* _Short problem_: Print, character for character, every line from the beginning of the records through the line containing "[(68, 168), (139, 332), (197, 158)]", including that line.

* _Records supplied_:
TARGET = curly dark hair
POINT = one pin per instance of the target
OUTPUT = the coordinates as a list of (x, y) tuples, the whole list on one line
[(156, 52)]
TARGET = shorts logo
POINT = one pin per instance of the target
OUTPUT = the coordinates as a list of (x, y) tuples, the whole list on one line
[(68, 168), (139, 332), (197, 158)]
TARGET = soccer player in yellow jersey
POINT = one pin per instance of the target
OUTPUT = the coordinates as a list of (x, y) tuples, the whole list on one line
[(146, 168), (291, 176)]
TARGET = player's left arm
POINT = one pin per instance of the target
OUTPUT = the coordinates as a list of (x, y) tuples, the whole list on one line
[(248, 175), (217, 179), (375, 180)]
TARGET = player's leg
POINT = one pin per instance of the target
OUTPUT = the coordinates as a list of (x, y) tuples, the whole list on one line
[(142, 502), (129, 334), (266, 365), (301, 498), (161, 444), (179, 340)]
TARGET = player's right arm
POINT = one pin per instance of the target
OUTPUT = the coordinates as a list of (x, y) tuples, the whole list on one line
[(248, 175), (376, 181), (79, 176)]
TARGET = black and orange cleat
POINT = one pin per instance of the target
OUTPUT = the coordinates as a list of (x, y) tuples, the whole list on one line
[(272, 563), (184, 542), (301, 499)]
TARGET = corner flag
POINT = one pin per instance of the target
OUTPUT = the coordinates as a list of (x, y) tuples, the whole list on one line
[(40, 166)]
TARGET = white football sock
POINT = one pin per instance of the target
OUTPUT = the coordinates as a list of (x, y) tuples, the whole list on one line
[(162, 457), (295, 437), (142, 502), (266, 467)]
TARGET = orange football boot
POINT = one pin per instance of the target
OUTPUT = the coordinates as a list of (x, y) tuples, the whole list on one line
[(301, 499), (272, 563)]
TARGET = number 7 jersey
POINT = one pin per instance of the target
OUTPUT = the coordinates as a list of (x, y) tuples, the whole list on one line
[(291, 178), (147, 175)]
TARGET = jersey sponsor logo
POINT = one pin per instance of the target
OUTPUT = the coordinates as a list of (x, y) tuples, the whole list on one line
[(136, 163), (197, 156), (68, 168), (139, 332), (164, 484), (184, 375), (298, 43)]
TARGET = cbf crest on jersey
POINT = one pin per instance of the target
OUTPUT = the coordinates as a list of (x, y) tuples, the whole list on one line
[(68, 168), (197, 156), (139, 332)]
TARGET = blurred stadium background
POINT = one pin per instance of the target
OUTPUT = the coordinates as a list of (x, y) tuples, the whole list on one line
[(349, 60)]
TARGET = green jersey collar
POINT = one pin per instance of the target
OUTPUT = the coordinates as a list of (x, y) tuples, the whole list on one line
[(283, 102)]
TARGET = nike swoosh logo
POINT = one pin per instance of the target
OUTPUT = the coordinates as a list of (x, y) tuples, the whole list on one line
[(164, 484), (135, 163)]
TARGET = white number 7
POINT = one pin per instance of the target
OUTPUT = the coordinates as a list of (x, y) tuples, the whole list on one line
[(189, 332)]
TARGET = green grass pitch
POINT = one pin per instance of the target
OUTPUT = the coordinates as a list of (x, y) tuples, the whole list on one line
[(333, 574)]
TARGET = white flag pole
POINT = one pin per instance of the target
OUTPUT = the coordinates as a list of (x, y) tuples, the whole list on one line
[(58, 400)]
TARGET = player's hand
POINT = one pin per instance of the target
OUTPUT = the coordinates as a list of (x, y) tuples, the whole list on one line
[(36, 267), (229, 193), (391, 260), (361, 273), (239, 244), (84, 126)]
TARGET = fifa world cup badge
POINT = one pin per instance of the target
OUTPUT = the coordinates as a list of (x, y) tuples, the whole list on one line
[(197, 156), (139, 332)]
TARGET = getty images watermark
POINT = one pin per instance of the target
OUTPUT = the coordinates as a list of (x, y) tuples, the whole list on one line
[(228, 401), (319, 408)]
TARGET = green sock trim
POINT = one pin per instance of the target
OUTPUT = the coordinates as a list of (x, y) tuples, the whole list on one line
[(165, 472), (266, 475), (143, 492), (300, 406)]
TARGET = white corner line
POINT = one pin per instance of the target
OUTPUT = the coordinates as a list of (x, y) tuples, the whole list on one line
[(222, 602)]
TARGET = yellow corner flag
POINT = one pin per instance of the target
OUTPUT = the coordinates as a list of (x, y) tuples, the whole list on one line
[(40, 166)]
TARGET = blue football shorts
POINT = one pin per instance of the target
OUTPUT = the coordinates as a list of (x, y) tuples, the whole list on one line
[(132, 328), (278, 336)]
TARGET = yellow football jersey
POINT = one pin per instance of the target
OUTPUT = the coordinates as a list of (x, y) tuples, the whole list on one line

* _Correct output_:
TARGET = curly dark hair
POINT = one pin per instance of the target
OUTPUT = the coordinates as a list of (x, y) tuples, the whole list on one line
[(156, 52)]
TARGET = shorts logo
POINT = one pin per instance of the target
OUTPUT = the coordinates as a list of (x, y) tuples, the whole list on one line
[(68, 168), (139, 332), (197, 158)]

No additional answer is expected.